Exercises ▸
[1] In the passage on Library of Congress call numbers, what three things are isolated to create a call number?
[2] Carry on the passage about Library of Congress call numbers, starting right after its last sentence.

Tips on Using the Online Catalog and an Introduction to the Library of Congress Classification System

About Library of Congress Call Numbers

The Sawyer Library, like most academic libraries, uses the Library of Congress Classification System (LCC) to organize most of the materials held in the library. This system of classification assigns a unique alphanumeric string to items so they can be placed on a shelf and easily retrieved when needed. This alphanumeric string is called a call number and is created by isolating the subject of the material, its author, and the date of publication. This practice brings together on the shelf materials with similar subjects so users can browse the shelves and discover other useful works.

Collected data ▸

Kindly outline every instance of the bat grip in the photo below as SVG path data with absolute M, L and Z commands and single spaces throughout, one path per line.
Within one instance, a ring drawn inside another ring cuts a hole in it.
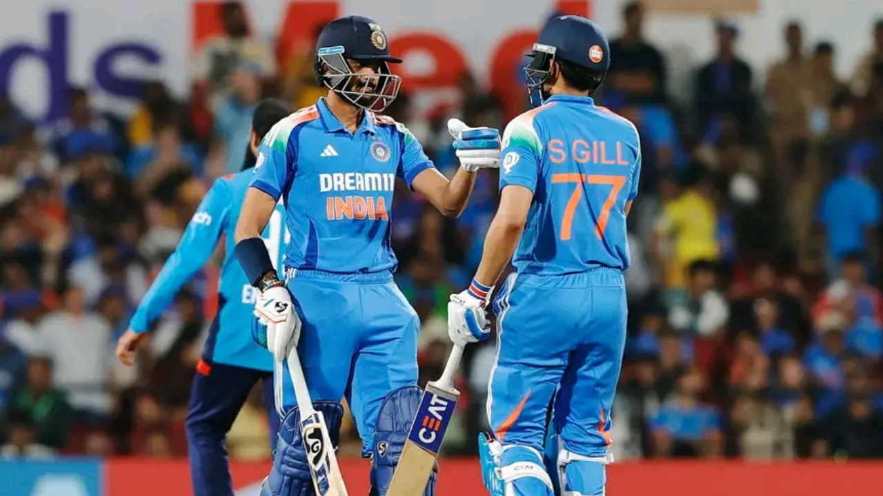
M 448 362 L 444 364 L 444 372 L 438 380 L 438 385 L 445 389 L 454 388 L 454 374 L 457 373 L 457 367 L 460 366 L 460 358 L 463 357 L 463 347 L 454 345 L 448 356 Z
M 298 410 L 301 418 L 306 418 L 313 415 L 315 410 L 313 408 L 313 400 L 310 398 L 310 390 L 306 387 L 306 380 L 304 379 L 304 368 L 300 365 L 300 357 L 298 356 L 298 347 L 292 346 L 288 352 L 288 373 L 291 376 L 291 384 L 294 386 L 294 396 L 298 401 Z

Exercise answers ▸
[1] The subject of the material, its author, and the date of publication.

[2]
Although call numbers are used to organize many library materials, such as CDs and DVDs, most items with a call number are books. A book's call number can be found in two places: the book's spine and its catalog record:

Dissecting the Call Number

The first letters of a call number, which represent a broad category, are followed by a number that refines that broad category into a narrower topic. For example, in the book spine to the right "PN1995.9" is the number that the Library of Congress assigns to materials that deal with special topics in motion pictures: PN is for "Literature" (which includes dramas, such as broadcast media and motion pictures) and 1995.9 is for "Other special topics". ".H6" is then added to indicate that the special topic is "Horror films". Therefore PN1995.9 .H6 translates to "Horror films". Since there are many books written about horror films, further refinement is necessary to differentiate unique materials. To do this, the Library of Congress adds "C5" to represent the author's name. To make a number even more unique, the publication date is added after the author's name.

Library of Congress Classification Schedules

The LCC system is broken down into 21 broad categories, called classification schedules, and each is divided into smaller subjects. For example, schedule B broadly categorizes Philosophy, Psychology, and Religion, which is further refined into smaller subjects: Logic is classed under BC, Psychology under BF, Ethics under BJ, Judaism under BM, Islam under BP, and Christianity under BR. Below is a general outline of the schedules; to see a more detailed outline of the subclasses, visit the Classification Outline at the Library of Congress.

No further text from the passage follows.